§ Tâches à réaliser:
A. Citez le passage du texte sur la guérison au jour du sabbat compris entre « Celui-ci espérait que » et « celui de l'eau. », inclus.
B. D'après le texte sur la guérison au jour du sabbat, qu'espérait le malade pour recouvrer la santé ?
C. Indiquez si chacune des affirmations suivantes concorde avec le texte sur la guérison au jour du sabbat, en répondant par oui ou par non et en citant les mots décisifs du texte : (i) le sabbat était une institution du Verbe créateur ; (ii) l'homme guéri laissa son grabat sur place ; (iii) le Verbe ne peut pas modifier la loi judaïque.

§ Texte extrait:
+-------+

8. Jésus lui dit : Lève-toi, prends ton grabat et marche.
9. Et aussitôt cet homme fut
guéri, et il prit son grabat, et il marchait. Or c'était un jour de sabbat.
Notez que Jésus ne fait rien de ce qu'attendait le malade.
Celui-ci espérait que quelqu'un le jetterait dans la piscine où il serait
guéri. Or il recouvre la santé sans immersion dans l'eau miraculeuse. C'est
donc que Jésus dispose d'un pouvoir supérieur à celui de l'eau.
Quant à la violation du sabbat par Jésus, c'est la négation
même de la Loi
juive et de l'Apocalypse. A l'instar de la Genèse,
toute l'Apocalypse est fondée sur le sabbat. Qui eût violé le sabbat
devant les sept fils de Jehoudda fût immédiatement tombé sous leurs siques, et
cette fois ils eussent été approuvés de leurs ennemis les plus
irréconciliables. Le sabbat était une institution du Verbe créateur. C'était
imiter le Verbe au septième jour que de célébrer le sabbat par un repos
confinant à l'immobilité. S'agiter au sabbat, c'était déranger le Père dans
le repos qu'il s'était accordé, son œuvre terminée. Porter un fardeau,
c'était un effort impie et ridicule, un jeu de pygmée, à la fois indécent et
puéril. L'Éternel avait dit dans Jérémie : Prenez
garde à vos âmes et ne portez aucun fardeau le jour du sabbat ; et ne
faites aucune œuvre ; mais sanctifiez le jour du Sabbat, comme je l'ai
commandé à vos pères. Cependant ils n'ont point écouté ; ils n'ont pas
incliné l'oreille ; mais ils ont roidi leur cou, pour ne point écouter et ne
point recevoir l'instruction. Mais, si vous m'écoutez attentivement, dit l'Eternel,
pour ne faire passer aucun fardeau par les portes de cette Ville le jour du
Sabbat et pour sanctifier le jour du sabbat en ne faisant aucun travail ce
jour-là, alors les rois et les princes, assis sur le trône de David,
entreront par les portes de cette Ville[20]. Mais si vous ne m'écoutez pas pour sanctifier le jour du
sabbat et pour ne porter aucun fardeau et n'en point faire passer par
les portes de Jérusalem le jour du sabbat, je mettrai le feu à ses
portes ; il consumera les palais de Jérusalem et ne sera point éteint[21].
Le christ avait cru que le Verbe ne pouvait rapporter la
loi qu'il avait faite. Jésus lui démontre le contraire. Le Verbe n'est pas
lié. Celui qui a fait la loi judaïque peut la modifier ou la défaire.

+-------+

§ Enregistrements:

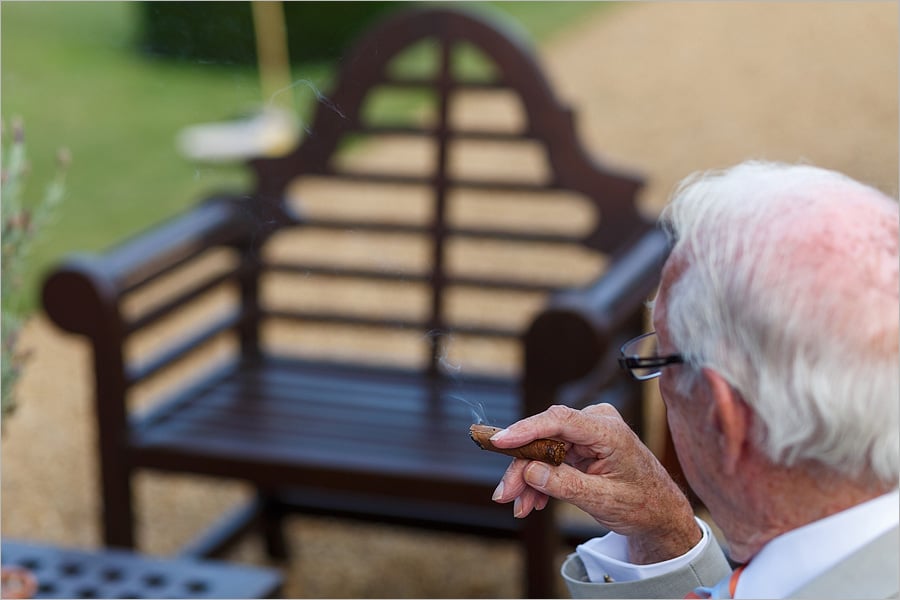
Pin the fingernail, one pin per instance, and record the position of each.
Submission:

+-------+

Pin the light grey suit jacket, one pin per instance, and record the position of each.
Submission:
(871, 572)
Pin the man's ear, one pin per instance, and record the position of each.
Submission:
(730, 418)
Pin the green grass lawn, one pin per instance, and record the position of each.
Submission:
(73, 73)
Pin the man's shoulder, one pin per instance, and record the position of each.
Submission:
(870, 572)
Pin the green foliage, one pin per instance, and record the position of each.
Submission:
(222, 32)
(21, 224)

+-------+

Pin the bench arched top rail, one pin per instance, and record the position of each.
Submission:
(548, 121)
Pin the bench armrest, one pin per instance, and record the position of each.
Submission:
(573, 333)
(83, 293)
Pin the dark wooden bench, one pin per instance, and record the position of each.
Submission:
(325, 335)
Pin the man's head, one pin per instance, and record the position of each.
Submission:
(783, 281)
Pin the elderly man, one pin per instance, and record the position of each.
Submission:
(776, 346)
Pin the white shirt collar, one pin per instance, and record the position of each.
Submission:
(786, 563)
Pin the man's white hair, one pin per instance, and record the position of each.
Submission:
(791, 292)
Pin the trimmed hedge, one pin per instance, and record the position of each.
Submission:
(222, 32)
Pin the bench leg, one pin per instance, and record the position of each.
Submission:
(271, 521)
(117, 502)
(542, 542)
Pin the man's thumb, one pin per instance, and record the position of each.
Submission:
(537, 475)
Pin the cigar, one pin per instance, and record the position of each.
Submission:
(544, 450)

+-------+

§ Réponses par tâche:
A.
Celui-ci espérait que quelqu'un le jetterait dans la piscine où il serait
guéri. Or il recouvre la santé sans immersion dans l'eau miraculeuse. C'est
donc que Jésus dispose d'un pouvoir supérieur à celui de l'eau.

B. Il espérait que quelqu'un le jetterait dans la piscine où il serait guéri.

C.
(i) Oui : « Le sabbat était une institution du Verbe créateur. »
(ii) Non : « il prit son grabat, et il marchait. »
(iii) Non : « Celui qui a fait la loi judaïque peut la modifier ou la défaire. »